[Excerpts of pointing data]
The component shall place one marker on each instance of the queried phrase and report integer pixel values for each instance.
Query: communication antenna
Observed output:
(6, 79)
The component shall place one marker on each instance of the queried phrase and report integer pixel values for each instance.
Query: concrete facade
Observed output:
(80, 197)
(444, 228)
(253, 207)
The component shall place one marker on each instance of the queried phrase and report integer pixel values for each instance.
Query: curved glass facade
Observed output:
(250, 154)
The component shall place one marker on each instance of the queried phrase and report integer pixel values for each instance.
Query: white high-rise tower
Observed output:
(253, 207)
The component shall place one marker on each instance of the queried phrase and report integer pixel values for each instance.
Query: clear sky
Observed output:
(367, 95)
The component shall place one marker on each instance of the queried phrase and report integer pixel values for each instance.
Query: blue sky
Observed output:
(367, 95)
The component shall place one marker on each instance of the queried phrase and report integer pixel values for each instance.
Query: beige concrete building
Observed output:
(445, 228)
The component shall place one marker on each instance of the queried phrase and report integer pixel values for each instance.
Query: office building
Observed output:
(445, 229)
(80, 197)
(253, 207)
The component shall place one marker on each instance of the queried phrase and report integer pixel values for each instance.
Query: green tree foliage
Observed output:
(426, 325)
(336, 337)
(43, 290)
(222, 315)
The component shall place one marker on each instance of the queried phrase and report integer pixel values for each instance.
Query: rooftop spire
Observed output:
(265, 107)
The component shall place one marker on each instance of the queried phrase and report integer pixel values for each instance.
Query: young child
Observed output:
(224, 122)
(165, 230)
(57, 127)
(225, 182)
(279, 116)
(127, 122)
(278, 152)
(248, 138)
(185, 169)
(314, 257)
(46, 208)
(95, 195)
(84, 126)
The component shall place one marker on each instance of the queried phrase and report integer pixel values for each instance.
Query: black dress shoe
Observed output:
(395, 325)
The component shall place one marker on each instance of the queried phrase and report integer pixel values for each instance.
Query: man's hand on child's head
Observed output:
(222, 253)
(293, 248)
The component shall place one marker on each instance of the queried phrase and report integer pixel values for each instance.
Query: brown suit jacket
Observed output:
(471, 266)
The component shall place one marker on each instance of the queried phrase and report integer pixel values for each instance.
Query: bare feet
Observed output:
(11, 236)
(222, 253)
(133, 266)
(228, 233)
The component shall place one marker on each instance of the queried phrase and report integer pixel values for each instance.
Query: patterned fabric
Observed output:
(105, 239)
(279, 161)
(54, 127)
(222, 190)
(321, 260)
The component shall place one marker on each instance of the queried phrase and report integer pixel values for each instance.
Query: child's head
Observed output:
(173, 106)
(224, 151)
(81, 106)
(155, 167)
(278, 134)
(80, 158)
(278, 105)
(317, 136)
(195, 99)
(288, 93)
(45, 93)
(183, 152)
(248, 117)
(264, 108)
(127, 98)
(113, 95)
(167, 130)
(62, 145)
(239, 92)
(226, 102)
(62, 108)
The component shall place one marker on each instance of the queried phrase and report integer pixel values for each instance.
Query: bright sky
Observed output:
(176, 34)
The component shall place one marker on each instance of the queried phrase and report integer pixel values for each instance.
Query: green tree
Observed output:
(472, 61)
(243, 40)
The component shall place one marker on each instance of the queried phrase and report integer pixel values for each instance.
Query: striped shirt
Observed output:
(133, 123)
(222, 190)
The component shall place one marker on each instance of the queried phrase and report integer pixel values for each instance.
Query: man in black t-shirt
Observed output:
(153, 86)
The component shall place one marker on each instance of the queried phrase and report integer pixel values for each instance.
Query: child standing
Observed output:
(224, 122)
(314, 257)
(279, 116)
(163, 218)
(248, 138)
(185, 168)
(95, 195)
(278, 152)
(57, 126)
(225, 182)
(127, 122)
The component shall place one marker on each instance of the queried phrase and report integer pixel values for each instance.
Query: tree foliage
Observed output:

* **Exercise**
Quote each line above in full, word for word.

* **Task output**
The component shall place one marker on each instance of the queried phrase and report integer pixel values for each instance.
Query: communication antenna
Observed output:
(6, 79)
The component shall place one marker on each instance of the queried phrase and report integer pixel values for each instance.
Query: concrete facade
Observed output:
(80, 197)
(444, 228)
(253, 207)
The component shall place one marker on each instance of the queried phrase and report integer pixel values for each instance.
Query: curved glass facade
Observed output:
(250, 154)
The component shall place one marker on each instance of the queried phrase and report integer pixel values for each instance.
Query: white high-rise tower
Observed output:
(253, 207)
The component shall place one marker on each instance of the queried phrase and report integer pixel values for each instance.
Query: clear sky
Observed output:
(367, 95)
The component shall place one marker on each instance of the queried phrase and report integer pixel values for each instance.
Query: blue sky
Observed output:
(367, 95)
The component shall place one marker on each instance of the queried phrase and report integer pixel values for each instance.
Query: beige concrete building
Observed output:
(445, 228)
The component shall place one marker on each instance of the queried phrase and report integer pixel values for each instance.
Query: office building
Observed output:
(445, 229)
(80, 197)
(253, 207)
The component shall place one marker on each instance of the queried phrase and report integer pixel values for each instance.
Query: green tree foliage
Observed output:
(426, 325)
(336, 337)
(43, 290)
(222, 315)
The component shall place one marker on each instance of the queried phrase and report integer pixel values for each instance.
Query: rooftop spire
Observed output:
(265, 107)
The component shall place one marker on each instance of the queried phrase and report integer pixel values for each instance.
Query: young child
Observed output:
(224, 122)
(165, 230)
(57, 127)
(225, 182)
(279, 116)
(127, 122)
(278, 152)
(248, 138)
(185, 169)
(314, 257)
(46, 208)
(95, 195)
(84, 126)
The component shall place one marker on each instance of the queried phrase and report integer pixel values for each instance.
Query: black dress shoe
Observed output:
(395, 325)
The component shall place one marker on each instance of the queried phrase and report integer pixel values for each instance.
Query: man's hand on child's head
Observed output:
(222, 253)
(293, 248)
The component shall place one marker on each instance of the queried phrase and report integer pixel values for each instance.
Query: brown suit jacket
Observed output:
(471, 266)
The component shall place one marker on each instance of the queried phrase and report integer pixel values for each instance.
Query: bare feet
Observed output:
(11, 236)
(222, 253)
(133, 266)
(228, 233)
The component shall place one marker on each instance of the queried phrase and report integer pixel values for each instance.
Query: patterned fabric
Observed output:
(105, 239)
(279, 161)
(54, 127)
(222, 190)
(321, 260)
The component shall place one marker on each instance of the queried phrase and report integer pixel values for each instance.
Query: child's head
Observed output:
(173, 106)
(224, 151)
(81, 106)
(155, 167)
(278, 134)
(80, 158)
(278, 105)
(317, 136)
(195, 99)
(288, 93)
(45, 93)
(183, 152)
(248, 117)
(264, 108)
(127, 98)
(113, 95)
(167, 130)
(62, 145)
(239, 92)
(226, 102)
(62, 108)
The component shall place one marker on each instance of the queried phrase and report integer pixel values for each instance.
Query: bright sky
Observed output:
(176, 34)
The component shall place one marker on each instance of the queried phrase and report integer pixel values for each instance.
Query: green tree
Observed output:
(472, 61)
(243, 40)
The component shall place one marker on each instance of the queried phrase and report integer pixel values for each instance.
Query: striped shirt
Observed output:
(133, 123)
(222, 190)
The component shall place one marker on each instance of the queried phrase and report integer pixel values for each instance.
Query: man in black t-shirt
Observed output:
(153, 86)
The component shall place one marker on each instance of the queried phrase and report integer pixel values for each instance.
Query: child standing
Observed output:
(224, 122)
(314, 257)
(279, 116)
(163, 218)
(248, 138)
(185, 168)
(95, 195)
(278, 152)
(57, 126)
(225, 182)
(127, 122)
The component shall place one marker on each instance of the queried phrase and report integer pixel values for each instance.
Query: tree foliage
Observed output:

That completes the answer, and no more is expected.